_Challenge A_
Translate this sentence from the article about the Stone Age monument into Spanish: "The buried monument is two large sandstones with “enigmatic” cup marks carved into their surface."
_Challenge B_
Answer these questions from the article about the Stone Age monument:
(i) How old is the relic?
(ii) How much was Baker ordered to pay for its restoration?
(iii) What do experts guess the stones may have done?

_Supplied passage_

Man Filmed Himself Destroying Stone Age Relic: ‘Archaeological Information Has Been Lost Forever’

A spate of cultural vandalism continued earlier this year when part of a buried Stone Age monument in Wales was crudely excavated and left to the elements.  

Julian Baker, a 52-year-old man from Abertridwr, Caerphilly, filmed himself unearthing the 4,500-year-old relic on Eglwysilan mountain and posted the video to Facebook, according to local heritage officials. In a first prosecution of its sort in Wales, Baker has been ordered to pay £4,400 (roughly $5,600) for its restoration. Additionally, he was given a four-month custodial sentence, suspended for two years, at the Magistrates Court in Wales, according to the BBC

The buried monument is two large sandstones with “enigmatic” cup marks carved into their surface. Experts guess that the stones “may have acted as route markers or demarcated territorial boundaries.” In the video, Baker roughly separates a panel of rock art from the stone.

_Supplied data_
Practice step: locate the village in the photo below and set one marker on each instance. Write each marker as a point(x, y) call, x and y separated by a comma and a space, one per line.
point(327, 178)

_Correct result A_
El monumento enterrado son dos grandes areniscas con «enigmáticas» marcas de cazoleta talladas en su superficie.

_Correct result B_
(i) 4,500 years old.
(ii) £4,400 (roughly $5,600).
(iii) Acted as route markers or demarcated territorial boundaries.